- _BRANO DI PARTENZA_

========================

Il Mondiale di ciclismo 2025 in Rwanda, tra contraddizioni e passione

Il Mondiale di ciclismo 2025 è una grande occasione per il Rwanda.

C’è un Rwanda, nei libri di storia e nella memoria collettiva delle ultime generazioni, che ha vissuto decenni sotto la dominazione belga (ai tempi Rwanda-Urundi), e poi se n’è liberato traumaticamente. Un’epoca conclusa nel 1962, ma con strascichi – l’assetto coloniale e le carte d’identità “etniche” – che hanno contribuito ai fatti degli anni ‘90, drammatici, quando Kigali è stata teatro di una delle più tragiche crisi umanitarie della contemporaneità. Un genocidio da 800.000 vittime circa in poco più di tre mesi. E poi c’è un Rwanda, nei notiziari degli ultimi mesi, in rapporti particolarmente conflittuali con l’ex madrepatria, dopo le frizioni esplose lo scorso marzo, tra accuse bilaterali sulla crisi congolese e chiusura delle rispettive ambasciate. Tra le “mille colline” di Kigali, invece, in questi giorni sventolano un po’ ovunque bandiere con il tricolore belga, lungo le strade del percorso cittadino del Mondiale di ciclismo 2025.

E non si tratta soltanto della solita invasione di tifosi in arrivo dalle Fiandre: si vedono anche fiumi di giovani appassionati locali riversarsi nelle strade per vedere Remco Evenepoel, Ilan Van Wilder e gli altri loro compagni di spedizione mentre si allenano per la gara principale in programma domenica, la prova in linea dell’élite maschile, che chiuderà la prima rassegna iridata in Africa. Un’edizione che si è aperta, tra l’altro, proprio con un tripudio di bandiere nere, gialle e rosse nel cuore del Convention Center e nell’entusiasmo generale per il “crono-threepeat” consegnato da Evenepoel al grande libro dello sport, dopo un 2024 che già lo aveva visto protagonista di un’epica doppietta olimpica.

C’è chi sui social ha parlato di “una prova di come lo sport possa andare oltre alle tensioni tra Rwanda e Belgio”, anche se forse sarebbe più accurato aggiustare il tiro e inquadrare un’altra dimostrazione dei ponti che il mondo sportivo può offrire alla politica. In ogni senso: tanto in accezione negativa – e si torna sempre lì, allo sportswashing e quindi all’uso di eventi del genere come strumento per “pulire” immagine e reputazione internazionale dei Paesi sotto una luce positiva, grazie al potere di unire popoli ed essere umani che, a parte il passaporto, non necessariamente devono rappresentare bandiere, governi o presidenti. Figurarsi trascorsi coloniali che nella stragrande maggioranza dei casi non hanno sperimentato, se non nei racconti di genitori, nonni, insegnanti e documentari.

========================

- _DATI RACCOLTI_
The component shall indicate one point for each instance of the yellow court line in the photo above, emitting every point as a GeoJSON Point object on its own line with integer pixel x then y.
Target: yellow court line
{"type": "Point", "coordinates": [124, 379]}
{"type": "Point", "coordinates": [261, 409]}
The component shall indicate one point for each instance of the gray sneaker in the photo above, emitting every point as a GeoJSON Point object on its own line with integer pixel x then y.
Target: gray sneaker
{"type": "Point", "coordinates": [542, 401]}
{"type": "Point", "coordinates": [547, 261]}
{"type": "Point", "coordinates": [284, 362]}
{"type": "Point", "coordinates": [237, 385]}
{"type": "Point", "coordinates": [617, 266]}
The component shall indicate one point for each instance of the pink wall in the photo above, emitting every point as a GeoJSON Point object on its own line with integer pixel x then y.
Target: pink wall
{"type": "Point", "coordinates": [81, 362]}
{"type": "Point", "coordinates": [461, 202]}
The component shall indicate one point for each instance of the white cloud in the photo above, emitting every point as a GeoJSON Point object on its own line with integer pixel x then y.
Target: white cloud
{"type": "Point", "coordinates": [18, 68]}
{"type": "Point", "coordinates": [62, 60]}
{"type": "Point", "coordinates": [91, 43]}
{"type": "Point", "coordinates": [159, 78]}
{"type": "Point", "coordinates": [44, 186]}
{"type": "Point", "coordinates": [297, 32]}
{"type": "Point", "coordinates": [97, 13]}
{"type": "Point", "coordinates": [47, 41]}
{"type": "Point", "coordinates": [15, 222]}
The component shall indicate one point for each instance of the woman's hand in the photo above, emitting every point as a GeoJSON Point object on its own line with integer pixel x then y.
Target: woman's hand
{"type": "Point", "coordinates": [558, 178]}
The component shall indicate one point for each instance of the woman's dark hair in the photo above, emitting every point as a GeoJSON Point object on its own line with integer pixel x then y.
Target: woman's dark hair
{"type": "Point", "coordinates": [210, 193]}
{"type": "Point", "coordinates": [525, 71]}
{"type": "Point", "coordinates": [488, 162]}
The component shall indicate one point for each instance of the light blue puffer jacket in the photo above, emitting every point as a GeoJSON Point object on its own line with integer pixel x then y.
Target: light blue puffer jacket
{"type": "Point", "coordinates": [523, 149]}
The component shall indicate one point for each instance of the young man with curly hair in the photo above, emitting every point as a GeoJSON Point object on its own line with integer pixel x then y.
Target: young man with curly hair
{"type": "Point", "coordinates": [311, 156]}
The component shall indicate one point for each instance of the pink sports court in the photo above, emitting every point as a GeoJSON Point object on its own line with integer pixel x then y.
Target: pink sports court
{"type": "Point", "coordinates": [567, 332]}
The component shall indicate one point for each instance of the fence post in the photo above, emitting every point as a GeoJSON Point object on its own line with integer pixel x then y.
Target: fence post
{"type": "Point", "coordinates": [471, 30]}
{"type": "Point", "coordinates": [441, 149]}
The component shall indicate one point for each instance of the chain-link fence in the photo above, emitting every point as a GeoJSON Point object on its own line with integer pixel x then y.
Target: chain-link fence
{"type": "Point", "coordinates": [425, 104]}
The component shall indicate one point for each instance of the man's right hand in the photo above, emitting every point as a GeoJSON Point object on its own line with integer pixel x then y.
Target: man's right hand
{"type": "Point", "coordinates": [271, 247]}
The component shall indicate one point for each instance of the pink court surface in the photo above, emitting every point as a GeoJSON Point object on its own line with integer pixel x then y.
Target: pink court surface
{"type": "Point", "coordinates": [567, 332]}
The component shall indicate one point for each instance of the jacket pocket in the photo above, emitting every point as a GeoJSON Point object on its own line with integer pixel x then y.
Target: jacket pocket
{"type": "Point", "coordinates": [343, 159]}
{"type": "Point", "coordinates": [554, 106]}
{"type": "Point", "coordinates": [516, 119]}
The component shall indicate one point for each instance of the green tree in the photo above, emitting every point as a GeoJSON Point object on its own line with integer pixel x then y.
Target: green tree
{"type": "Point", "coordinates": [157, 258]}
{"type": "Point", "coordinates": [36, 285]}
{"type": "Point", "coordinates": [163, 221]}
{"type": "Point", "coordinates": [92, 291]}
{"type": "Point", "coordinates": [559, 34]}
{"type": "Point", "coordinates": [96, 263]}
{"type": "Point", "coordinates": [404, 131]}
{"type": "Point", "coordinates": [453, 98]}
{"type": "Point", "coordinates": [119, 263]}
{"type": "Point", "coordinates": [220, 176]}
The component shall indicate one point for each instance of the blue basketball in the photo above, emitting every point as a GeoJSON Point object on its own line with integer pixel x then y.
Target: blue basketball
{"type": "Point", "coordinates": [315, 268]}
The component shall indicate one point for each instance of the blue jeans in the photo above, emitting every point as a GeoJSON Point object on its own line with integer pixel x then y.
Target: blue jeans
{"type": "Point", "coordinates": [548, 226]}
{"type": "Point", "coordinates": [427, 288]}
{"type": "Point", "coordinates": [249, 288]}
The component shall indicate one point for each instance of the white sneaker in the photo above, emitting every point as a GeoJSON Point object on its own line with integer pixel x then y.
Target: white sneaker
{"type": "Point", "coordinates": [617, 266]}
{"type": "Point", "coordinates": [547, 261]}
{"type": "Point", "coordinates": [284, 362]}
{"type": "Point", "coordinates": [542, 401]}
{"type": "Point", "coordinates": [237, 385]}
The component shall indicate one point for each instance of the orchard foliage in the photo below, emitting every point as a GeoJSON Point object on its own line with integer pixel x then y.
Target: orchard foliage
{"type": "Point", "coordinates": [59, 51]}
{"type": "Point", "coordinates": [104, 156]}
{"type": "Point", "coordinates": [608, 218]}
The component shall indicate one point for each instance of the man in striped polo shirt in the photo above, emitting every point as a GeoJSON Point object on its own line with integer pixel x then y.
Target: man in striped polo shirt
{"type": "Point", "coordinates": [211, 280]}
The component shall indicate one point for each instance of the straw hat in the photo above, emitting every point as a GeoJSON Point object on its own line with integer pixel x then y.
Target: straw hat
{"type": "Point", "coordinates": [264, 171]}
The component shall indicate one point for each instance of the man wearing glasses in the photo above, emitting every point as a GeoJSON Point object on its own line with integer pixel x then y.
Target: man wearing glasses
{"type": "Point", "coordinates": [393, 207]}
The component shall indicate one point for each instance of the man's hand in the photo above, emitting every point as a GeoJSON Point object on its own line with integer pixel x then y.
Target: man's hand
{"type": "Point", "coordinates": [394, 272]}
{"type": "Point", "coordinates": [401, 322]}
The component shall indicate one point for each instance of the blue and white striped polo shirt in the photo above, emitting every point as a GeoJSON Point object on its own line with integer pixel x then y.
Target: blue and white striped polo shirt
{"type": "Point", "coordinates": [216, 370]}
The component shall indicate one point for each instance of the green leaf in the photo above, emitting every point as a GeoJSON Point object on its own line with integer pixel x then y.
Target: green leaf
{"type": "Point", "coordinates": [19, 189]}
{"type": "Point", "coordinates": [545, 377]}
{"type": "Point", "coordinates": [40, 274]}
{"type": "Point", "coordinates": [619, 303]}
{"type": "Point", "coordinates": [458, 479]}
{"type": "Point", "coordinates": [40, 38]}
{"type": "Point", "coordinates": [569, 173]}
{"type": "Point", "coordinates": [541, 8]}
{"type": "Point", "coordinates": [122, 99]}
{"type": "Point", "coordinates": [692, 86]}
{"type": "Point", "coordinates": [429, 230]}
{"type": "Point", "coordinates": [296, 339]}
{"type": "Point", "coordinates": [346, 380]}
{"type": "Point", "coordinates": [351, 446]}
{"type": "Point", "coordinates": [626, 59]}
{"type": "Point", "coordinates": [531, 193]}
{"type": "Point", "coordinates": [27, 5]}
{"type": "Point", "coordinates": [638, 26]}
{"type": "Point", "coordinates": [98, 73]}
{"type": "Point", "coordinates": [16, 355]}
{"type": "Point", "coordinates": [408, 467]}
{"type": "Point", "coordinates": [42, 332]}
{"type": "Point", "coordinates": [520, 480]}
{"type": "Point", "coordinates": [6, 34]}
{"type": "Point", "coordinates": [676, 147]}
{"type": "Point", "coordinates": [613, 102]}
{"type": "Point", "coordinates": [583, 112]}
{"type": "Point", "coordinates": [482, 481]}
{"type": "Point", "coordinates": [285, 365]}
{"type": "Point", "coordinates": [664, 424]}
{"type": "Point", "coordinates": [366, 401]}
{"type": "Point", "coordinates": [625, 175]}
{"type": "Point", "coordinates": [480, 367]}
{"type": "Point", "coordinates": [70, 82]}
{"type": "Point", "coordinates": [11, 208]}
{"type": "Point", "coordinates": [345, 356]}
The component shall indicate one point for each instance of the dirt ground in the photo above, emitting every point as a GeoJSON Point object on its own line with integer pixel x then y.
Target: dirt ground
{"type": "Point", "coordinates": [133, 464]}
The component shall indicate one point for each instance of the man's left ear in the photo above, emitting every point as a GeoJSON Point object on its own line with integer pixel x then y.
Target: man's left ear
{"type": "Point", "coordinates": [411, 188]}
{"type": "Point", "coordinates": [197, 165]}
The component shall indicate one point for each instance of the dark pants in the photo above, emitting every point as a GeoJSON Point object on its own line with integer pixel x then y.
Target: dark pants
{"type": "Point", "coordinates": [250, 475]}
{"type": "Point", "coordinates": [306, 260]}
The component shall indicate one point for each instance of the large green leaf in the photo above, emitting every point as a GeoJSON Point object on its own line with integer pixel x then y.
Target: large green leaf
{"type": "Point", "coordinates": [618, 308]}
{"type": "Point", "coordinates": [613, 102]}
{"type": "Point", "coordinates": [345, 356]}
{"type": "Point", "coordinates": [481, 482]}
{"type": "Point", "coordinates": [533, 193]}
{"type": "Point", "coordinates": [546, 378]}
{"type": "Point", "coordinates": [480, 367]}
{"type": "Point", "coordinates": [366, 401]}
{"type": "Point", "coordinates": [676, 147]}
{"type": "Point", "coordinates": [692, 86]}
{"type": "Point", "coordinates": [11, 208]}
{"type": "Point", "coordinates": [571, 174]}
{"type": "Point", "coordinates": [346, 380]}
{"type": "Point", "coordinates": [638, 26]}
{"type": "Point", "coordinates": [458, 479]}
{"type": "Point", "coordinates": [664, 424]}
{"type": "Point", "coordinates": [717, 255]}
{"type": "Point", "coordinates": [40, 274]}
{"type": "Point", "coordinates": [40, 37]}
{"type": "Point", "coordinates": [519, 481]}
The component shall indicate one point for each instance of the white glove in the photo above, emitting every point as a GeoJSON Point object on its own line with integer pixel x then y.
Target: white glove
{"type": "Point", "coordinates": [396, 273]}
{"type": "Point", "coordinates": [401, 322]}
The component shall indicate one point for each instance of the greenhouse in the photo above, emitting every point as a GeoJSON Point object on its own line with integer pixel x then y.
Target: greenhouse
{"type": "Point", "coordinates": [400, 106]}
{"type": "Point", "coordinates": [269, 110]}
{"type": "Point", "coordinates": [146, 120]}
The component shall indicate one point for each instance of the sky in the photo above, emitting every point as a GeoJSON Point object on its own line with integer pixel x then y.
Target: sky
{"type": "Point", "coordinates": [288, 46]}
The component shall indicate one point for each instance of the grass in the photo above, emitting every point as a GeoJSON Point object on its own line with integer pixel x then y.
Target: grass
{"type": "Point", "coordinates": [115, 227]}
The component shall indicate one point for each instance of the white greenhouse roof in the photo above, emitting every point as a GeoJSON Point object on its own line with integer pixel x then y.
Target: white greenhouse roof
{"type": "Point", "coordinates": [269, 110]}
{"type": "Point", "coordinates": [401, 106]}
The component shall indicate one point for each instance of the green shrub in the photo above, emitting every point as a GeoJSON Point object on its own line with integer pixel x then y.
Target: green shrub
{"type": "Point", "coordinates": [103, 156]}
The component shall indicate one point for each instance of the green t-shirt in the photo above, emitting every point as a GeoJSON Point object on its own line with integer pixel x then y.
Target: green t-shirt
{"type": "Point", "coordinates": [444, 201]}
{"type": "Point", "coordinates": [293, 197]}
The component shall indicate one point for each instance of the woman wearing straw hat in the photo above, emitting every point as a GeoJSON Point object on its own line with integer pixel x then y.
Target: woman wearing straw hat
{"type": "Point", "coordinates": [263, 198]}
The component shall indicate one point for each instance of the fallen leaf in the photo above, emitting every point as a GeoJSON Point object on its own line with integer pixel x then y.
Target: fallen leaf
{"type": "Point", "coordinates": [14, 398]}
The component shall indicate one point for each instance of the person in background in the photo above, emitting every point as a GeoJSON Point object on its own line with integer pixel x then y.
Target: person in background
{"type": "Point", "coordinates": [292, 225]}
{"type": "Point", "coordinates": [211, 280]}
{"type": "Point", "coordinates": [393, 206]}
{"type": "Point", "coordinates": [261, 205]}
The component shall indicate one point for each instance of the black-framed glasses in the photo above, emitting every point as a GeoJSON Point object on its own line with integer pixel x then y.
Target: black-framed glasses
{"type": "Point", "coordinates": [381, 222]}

========================

- _ATTIVITÀ DA SVOLGERE_
(1) Secondo il brano sul Mondiale di ciclismo in Rwanda, in quale anno si è conclusa la dominazione belga?
(2) Riscrivi in forma più breve il paragrafo del brano sul Mondiale di ciclismo in Rwanda che comincia con "E non si tratta soltanto", mantenendone i fatti principali.
(3) Ricopia dal brano sul Mondiale di ciclismo in Rwanda tutto il passo che va da "E non si tratta" fino a "un’epica doppietta olimpica.".
Le righe non hanno alcun legame con il brano.

- _SOLUZIONI DELLE ATTIVITÀ_
(1) Nel 1962.

(2) Oltre ai tifosi giunti dalle Fiandre, molti giovani appassionati locali affollano le strade per vedere Evenepoel, Van Wilder e i compagni allenarsi per la prova in linea élite maschile di domenica. Questa gara chiuderà il primo Mondiale in Africa. L'edizione si era aperta con un tripudio di bandiere belghe al Convention Center e con l'entusiasmo per il "crono-threepeat" di Evenepoel, che nel 2024 aveva già conquistato una doppietta olimpica.

(3)
E non si tratta soltanto della solita invasione di tifosi in arrivo dalle Fiandre: si vedono anche fiumi di giovani appassionati locali riversarsi nelle strade per vedere Remco Evenepoel, Ilan Van Wilder e gli altri loro compagni di spedizione mentre si allenano per la gara principale in programma domenica, la prova in linea dell’élite maschile, che chiuderà la prima rassegna iridata in Africa. Un’edizione che si è aperta, tra l’altro, proprio con un tripudio di bandiere nere, gialle e rosse nel cuore del Convention Center e nell’entusiasmo generale per il “crono-threepeat” consegnato da Evenepoel al grande libro dello sport, dopo un 2024 che già lo aveva visto protagonista di un’epica doppietta olimpica.